→ **WHAT IS ASKED**: Working from the line that contains "In this exercise you will find the smiling" down to the last line below, repeat each line exactly.
• • • • •
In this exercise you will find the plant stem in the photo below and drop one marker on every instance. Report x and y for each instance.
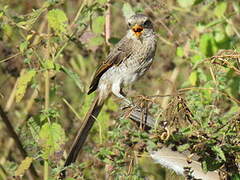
(45, 175)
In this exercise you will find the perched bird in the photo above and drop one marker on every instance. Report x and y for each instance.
(128, 60)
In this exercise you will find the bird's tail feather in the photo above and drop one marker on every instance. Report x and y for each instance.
(178, 162)
(81, 137)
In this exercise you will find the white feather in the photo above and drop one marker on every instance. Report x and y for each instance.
(177, 161)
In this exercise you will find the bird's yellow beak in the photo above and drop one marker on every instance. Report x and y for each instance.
(137, 29)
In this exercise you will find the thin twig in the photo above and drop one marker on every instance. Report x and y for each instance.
(14, 135)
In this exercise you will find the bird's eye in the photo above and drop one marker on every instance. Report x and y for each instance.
(147, 23)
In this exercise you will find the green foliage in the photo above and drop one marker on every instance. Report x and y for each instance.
(57, 21)
(186, 3)
(127, 10)
(22, 84)
(98, 25)
(196, 64)
(25, 164)
(52, 138)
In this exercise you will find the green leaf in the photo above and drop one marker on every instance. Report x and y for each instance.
(96, 41)
(52, 137)
(219, 152)
(98, 25)
(196, 58)
(74, 76)
(102, 1)
(180, 52)
(193, 78)
(48, 64)
(57, 21)
(186, 3)
(25, 164)
(22, 83)
(183, 147)
(207, 45)
(220, 9)
(23, 46)
(127, 10)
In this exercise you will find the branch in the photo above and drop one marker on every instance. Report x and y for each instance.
(14, 135)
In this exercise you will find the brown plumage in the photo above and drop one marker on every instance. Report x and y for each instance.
(128, 61)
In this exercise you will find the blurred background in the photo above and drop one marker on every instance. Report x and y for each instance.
(49, 51)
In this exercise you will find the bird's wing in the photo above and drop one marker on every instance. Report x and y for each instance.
(118, 54)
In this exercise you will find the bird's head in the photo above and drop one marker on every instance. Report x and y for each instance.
(140, 25)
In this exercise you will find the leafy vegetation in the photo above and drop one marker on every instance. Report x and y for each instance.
(49, 51)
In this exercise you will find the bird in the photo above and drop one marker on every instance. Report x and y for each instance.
(131, 57)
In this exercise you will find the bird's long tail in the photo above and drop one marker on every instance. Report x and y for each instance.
(81, 137)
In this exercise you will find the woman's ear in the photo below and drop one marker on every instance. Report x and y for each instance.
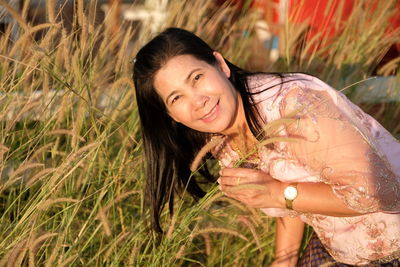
(222, 64)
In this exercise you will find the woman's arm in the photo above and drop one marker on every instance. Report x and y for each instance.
(289, 233)
(257, 189)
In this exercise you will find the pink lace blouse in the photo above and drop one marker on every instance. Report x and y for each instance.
(337, 144)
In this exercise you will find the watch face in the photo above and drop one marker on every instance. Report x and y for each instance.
(290, 192)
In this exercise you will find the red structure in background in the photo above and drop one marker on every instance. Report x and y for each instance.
(319, 16)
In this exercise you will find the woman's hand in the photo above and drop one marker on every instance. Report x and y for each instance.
(253, 187)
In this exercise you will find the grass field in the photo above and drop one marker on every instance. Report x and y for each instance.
(71, 190)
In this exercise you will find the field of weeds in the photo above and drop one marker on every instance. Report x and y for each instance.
(71, 185)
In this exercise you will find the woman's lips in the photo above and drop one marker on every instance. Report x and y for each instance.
(210, 116)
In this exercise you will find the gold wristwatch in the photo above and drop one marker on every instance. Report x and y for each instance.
(290, 193)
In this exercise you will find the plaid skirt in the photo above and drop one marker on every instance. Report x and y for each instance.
(315, 255)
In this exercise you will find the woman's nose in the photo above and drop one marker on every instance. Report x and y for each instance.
(199, 100)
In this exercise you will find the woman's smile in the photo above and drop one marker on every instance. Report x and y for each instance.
(212, 115)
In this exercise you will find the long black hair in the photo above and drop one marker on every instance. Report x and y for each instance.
(170, 147)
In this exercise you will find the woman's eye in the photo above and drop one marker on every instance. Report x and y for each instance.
(197, 77)
(175, 98)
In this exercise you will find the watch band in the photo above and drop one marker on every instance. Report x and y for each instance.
(289, 200)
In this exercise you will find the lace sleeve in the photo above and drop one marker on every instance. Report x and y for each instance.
(337, 148)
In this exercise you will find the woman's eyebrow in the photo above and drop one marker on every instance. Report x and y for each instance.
(170, 94)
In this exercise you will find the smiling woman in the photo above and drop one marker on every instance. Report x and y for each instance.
(200, 95)
(331, 165)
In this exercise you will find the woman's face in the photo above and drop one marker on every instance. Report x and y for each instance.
(199, 95)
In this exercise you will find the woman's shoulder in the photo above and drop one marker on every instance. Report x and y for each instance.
(270, 84)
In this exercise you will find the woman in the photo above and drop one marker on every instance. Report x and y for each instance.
(334, 167)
• • • • •
→ **RESPONSE BELOW**:
In this exercise you will find the smiling woman in the photo above and drop one marker on every instance. Report x and y for each instance.
(200, 95)
(331, 165)
In this exercise you will find the woman's face in the photo above and drop one marker on every instance. Report x and y for each instance.
(199, 95)
In this exercise you will find the woman's shoulder in the photo above and drop one marker on every instance. Report x and y for each instance.
(270, 84)
In this exercise you will find the woman in the photo above and drop one marker on every instance. Report x and y for each instance.
(334, 167)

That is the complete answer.